> _Your assignment_:
Your answer should reproduce every line of the material in which the word "marking" occurs.

> _Data provided_:
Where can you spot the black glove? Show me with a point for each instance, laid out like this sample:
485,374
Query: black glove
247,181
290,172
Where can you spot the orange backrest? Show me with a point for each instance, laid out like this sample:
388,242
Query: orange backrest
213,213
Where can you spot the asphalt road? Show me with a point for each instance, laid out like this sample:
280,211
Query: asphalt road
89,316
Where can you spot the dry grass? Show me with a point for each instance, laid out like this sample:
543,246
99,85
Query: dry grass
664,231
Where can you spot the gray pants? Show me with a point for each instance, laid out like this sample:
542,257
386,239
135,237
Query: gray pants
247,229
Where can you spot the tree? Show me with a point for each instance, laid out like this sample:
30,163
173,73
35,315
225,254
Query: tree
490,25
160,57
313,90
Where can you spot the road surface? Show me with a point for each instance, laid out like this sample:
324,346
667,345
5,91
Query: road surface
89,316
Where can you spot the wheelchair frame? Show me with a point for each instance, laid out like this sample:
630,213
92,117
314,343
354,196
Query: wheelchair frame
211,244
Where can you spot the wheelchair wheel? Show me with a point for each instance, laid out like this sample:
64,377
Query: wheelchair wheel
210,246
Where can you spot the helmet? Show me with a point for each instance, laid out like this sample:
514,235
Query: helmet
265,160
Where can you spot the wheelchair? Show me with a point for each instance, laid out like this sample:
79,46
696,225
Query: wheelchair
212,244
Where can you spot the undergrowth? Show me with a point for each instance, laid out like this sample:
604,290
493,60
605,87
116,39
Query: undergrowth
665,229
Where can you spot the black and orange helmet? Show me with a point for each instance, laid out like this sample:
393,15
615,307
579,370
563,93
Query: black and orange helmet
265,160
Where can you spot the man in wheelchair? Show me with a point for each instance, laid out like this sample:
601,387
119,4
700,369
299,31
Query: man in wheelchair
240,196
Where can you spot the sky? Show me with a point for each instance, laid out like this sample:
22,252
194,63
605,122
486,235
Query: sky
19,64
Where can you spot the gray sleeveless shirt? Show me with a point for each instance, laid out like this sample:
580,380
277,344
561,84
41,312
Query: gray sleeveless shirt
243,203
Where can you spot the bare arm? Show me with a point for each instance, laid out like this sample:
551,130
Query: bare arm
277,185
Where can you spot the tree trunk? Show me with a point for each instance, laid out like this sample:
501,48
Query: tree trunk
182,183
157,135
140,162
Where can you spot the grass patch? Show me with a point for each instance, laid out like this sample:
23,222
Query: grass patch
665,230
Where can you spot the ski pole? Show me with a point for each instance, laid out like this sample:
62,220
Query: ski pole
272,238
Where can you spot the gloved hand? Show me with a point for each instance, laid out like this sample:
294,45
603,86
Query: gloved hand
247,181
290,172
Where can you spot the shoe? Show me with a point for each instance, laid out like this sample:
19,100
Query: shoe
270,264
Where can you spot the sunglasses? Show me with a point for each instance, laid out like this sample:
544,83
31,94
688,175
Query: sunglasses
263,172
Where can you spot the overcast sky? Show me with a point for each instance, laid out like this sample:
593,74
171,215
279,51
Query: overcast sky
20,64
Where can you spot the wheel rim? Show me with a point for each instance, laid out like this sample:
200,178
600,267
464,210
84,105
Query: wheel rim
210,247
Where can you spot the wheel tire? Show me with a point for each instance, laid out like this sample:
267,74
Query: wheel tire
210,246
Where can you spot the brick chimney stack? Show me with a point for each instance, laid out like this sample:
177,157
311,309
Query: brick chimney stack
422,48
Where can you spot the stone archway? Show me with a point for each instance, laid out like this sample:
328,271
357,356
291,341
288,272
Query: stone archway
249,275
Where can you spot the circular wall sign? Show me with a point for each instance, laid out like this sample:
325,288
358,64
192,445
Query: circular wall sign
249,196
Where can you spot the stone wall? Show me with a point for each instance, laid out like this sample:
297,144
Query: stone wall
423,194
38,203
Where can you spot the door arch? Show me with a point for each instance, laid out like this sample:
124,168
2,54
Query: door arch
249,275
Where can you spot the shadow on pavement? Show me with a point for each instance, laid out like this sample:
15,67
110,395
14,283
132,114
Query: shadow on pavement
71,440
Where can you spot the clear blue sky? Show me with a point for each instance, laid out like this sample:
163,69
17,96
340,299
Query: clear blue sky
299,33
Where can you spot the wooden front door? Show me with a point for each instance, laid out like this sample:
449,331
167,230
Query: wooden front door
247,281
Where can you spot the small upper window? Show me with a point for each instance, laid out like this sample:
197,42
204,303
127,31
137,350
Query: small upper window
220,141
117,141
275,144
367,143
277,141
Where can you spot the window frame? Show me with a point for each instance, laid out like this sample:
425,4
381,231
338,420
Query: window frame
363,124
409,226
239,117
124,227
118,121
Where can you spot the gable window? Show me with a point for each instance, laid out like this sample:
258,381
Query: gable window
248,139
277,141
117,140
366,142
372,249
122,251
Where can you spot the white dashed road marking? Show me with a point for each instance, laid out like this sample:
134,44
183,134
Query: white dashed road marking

> _Task response_:
Where can you spot the white dashed road marking? Show me with a point for each instance, laid out like this sample:
Query: white dashed road marking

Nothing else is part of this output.